Return only this: the line with "on flag in the photo above." and all the lines that follow it below, through the final one, exactly as they are.
** PROVIDED DATA follows **
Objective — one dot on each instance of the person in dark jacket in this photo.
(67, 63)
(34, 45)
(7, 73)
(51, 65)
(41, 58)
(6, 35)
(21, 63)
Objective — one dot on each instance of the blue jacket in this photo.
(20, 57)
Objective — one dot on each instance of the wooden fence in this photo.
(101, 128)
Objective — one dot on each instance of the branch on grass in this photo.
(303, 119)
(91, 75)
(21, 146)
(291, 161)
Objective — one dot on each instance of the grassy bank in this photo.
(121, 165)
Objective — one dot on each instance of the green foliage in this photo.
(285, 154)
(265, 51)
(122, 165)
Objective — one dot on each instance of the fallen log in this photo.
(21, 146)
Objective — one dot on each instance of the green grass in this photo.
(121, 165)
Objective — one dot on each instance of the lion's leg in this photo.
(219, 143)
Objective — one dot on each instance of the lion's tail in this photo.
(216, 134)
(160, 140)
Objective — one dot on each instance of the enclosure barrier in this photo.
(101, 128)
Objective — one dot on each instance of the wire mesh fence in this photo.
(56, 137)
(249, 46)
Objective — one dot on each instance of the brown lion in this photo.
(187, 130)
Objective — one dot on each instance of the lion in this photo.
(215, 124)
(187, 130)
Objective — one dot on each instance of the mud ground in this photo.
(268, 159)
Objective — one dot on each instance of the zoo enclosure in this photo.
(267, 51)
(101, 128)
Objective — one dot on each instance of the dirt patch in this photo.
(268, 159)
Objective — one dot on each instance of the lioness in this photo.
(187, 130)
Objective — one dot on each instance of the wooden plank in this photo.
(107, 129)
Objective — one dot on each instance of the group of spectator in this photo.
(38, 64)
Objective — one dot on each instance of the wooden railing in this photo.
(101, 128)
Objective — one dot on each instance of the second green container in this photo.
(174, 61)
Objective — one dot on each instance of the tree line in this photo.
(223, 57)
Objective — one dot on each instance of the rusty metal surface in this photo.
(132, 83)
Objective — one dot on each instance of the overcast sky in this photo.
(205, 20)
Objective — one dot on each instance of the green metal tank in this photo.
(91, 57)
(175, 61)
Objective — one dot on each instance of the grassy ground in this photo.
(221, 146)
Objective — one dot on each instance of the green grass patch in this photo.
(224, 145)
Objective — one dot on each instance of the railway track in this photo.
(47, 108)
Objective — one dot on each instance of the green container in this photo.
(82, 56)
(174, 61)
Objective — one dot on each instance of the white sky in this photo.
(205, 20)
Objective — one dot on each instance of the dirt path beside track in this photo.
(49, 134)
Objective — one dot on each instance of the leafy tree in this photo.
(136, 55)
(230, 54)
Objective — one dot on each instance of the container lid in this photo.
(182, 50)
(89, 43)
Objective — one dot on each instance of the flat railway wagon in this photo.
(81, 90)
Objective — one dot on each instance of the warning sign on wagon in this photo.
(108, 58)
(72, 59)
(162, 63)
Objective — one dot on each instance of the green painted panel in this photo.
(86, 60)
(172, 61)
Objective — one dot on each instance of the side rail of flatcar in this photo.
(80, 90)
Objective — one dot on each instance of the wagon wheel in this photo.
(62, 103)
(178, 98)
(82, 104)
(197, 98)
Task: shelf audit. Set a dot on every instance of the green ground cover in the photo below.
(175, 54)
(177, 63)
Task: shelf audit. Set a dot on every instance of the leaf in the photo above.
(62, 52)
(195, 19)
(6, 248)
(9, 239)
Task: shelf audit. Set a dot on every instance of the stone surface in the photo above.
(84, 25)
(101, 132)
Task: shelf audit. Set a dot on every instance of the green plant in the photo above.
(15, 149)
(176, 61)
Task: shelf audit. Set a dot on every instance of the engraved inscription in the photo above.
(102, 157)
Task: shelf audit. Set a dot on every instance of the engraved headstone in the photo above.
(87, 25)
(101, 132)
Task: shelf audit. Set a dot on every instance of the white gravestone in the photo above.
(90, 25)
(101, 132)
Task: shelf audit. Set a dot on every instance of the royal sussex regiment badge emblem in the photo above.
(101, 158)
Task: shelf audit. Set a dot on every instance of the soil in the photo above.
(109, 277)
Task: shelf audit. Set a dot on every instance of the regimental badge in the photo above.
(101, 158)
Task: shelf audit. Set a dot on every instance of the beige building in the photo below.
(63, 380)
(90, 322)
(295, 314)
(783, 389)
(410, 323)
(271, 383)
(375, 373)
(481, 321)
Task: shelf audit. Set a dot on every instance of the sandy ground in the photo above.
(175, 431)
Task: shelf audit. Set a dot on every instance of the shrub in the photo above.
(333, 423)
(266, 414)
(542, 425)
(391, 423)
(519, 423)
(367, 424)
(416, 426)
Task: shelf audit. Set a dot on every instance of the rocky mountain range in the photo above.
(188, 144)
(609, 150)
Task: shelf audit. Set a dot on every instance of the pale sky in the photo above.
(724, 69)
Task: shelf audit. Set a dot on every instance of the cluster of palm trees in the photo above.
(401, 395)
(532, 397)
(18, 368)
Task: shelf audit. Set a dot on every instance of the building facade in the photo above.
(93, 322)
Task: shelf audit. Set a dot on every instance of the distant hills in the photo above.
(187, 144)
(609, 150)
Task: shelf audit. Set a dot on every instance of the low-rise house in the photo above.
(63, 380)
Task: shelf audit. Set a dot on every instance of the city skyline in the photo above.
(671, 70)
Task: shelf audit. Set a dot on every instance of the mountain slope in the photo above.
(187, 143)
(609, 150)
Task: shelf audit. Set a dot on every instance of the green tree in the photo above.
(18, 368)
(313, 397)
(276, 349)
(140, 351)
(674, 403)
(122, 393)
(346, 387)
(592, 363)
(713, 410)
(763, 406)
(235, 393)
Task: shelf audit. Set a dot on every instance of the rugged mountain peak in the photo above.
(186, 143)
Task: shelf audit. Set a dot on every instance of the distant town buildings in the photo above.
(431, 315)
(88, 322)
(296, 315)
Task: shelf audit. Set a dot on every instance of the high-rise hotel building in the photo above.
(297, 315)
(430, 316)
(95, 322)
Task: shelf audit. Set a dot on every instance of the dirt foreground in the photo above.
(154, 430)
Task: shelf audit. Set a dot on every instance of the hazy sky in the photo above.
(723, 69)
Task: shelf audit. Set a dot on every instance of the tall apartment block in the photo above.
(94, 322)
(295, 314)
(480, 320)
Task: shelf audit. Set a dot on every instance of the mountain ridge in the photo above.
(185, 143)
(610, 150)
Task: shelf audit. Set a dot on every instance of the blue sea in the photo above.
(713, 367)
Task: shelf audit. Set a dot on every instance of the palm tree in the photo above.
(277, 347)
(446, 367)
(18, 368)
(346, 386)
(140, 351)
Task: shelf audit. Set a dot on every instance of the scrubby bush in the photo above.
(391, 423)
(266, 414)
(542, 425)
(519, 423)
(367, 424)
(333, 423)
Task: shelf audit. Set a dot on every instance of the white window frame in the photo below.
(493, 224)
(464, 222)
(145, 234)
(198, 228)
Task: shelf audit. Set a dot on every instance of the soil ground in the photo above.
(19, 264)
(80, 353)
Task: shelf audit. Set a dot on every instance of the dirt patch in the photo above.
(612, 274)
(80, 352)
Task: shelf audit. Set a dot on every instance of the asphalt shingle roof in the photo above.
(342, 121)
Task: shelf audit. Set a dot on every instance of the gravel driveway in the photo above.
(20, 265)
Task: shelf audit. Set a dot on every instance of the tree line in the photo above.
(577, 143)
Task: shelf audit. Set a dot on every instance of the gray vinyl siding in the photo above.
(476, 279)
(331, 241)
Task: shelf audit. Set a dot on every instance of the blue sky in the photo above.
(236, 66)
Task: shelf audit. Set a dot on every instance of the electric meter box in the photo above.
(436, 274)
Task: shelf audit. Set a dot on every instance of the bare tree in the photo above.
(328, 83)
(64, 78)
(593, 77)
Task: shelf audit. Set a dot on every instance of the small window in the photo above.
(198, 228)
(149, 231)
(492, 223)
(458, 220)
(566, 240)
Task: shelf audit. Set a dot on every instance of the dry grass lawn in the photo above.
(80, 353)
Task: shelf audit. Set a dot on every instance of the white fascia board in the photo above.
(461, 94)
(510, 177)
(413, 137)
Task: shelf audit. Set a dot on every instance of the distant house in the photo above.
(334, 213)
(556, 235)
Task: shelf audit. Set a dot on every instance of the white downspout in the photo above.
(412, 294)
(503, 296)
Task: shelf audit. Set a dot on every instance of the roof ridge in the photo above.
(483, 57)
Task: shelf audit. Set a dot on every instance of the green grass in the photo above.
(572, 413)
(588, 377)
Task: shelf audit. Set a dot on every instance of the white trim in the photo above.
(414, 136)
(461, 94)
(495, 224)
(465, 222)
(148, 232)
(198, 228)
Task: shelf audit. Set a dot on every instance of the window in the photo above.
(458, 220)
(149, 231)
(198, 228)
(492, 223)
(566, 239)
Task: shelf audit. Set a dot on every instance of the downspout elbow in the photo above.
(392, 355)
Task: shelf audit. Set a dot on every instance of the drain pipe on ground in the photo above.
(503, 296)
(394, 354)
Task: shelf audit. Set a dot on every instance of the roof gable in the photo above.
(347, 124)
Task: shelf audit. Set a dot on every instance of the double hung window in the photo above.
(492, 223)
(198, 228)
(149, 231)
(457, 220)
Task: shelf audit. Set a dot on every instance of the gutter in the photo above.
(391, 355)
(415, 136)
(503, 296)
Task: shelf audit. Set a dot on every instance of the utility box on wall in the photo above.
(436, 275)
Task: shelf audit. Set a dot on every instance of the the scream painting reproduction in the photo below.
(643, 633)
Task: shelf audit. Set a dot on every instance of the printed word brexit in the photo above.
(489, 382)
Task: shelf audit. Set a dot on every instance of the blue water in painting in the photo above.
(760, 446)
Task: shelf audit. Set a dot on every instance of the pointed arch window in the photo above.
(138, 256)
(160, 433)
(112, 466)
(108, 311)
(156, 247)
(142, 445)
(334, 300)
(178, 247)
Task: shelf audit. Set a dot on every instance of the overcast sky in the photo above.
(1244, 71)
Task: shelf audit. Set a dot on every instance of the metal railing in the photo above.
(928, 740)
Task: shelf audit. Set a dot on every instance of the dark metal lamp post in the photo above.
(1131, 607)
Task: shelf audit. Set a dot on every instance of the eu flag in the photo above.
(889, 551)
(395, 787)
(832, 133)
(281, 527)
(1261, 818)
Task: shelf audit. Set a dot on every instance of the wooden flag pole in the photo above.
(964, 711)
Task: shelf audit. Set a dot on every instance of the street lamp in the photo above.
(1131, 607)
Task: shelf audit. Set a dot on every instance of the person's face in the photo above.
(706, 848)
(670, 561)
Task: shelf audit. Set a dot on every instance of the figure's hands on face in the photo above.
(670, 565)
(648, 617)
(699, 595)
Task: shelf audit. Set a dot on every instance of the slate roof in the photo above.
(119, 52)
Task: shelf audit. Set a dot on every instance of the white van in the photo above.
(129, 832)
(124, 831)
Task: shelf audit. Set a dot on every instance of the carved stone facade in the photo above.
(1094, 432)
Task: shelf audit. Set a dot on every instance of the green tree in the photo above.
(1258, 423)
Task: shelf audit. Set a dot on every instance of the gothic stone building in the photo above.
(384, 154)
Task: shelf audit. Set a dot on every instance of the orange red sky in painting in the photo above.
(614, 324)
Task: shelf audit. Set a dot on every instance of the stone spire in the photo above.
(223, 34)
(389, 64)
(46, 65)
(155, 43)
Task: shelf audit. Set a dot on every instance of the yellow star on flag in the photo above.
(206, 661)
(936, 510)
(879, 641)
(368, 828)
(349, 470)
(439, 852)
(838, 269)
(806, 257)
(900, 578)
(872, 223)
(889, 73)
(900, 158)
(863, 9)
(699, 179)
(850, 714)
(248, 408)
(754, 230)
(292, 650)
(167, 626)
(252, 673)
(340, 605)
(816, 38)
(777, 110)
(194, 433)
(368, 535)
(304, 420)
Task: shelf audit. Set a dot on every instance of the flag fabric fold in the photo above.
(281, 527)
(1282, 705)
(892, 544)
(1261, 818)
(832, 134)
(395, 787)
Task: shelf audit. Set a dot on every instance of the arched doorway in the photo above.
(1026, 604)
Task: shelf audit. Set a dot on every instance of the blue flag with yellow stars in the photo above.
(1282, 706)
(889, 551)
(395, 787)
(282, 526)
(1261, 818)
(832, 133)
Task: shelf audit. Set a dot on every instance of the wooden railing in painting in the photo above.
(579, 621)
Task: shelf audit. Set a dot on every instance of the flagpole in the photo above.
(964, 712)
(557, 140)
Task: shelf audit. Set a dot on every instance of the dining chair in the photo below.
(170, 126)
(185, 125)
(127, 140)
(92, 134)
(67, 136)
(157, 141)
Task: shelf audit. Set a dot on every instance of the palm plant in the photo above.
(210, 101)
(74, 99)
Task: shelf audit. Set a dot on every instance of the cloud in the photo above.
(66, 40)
** End of PROVIDED DATA **
*RESPONSE AREA:*
Task: shelf audit. Set a dot on every instance of the yellow star on flag in the photo above.
(206, 661)
(936, 510)
(879, 641)
(368, 828)
(349, 470)
(439, 852)
(838, 269)
(806, 257)
(900, 578)
(872, 223)
(889, 73)
(900, 158)
(863, 9)
(699, 179)
(850, 714)
(248, 408)
(754, 230)
(292, 650)
(167, 626)
(252, 673)
(340, 605)
(816, 38)
(777, 110)
(194, 433)
(368, 535)
(304, 420)
Task: shelf audit. Set a dot on every instance of the flag fabric fold in the photo above.
(281, 527)
(1282, 705)
(892, 544)
(1261, 818)
(832, 134)
(395, 787)
Task: shelf audit. Set a dot on every instance of the arched doorway in the photo above.
(1026, 604)
Task: shelf audit. Set a dot on every instance of the blue flag with yellow stars in the photo above.
(1282, 706)
(889, 551)
(395, 787)
(282, 526)
(1261, 818)
(832, 133)
Task: shelf audit. Set a dot on every instance of the wooden railing in painting in the photo above.
(579, 621)
Task: shelf audit. Set a dot on every instance of the flagpole in the photo above.
(964, 712)
(557, 140)
Task: shelf audit. Set a dot on every instance of the dining chair in the photo below.
(170, 126)
(185, 125)
(127, 140)
(92, 134)
(67, 136)
(157, 141)
Task: shelf audit. Set a dot on every instance of the palm plant in the photo above.
(210, 101)
(74, 99)
Task: shelf audit. Set a dot on every instance of the cloud in the photo above.
(66, 40)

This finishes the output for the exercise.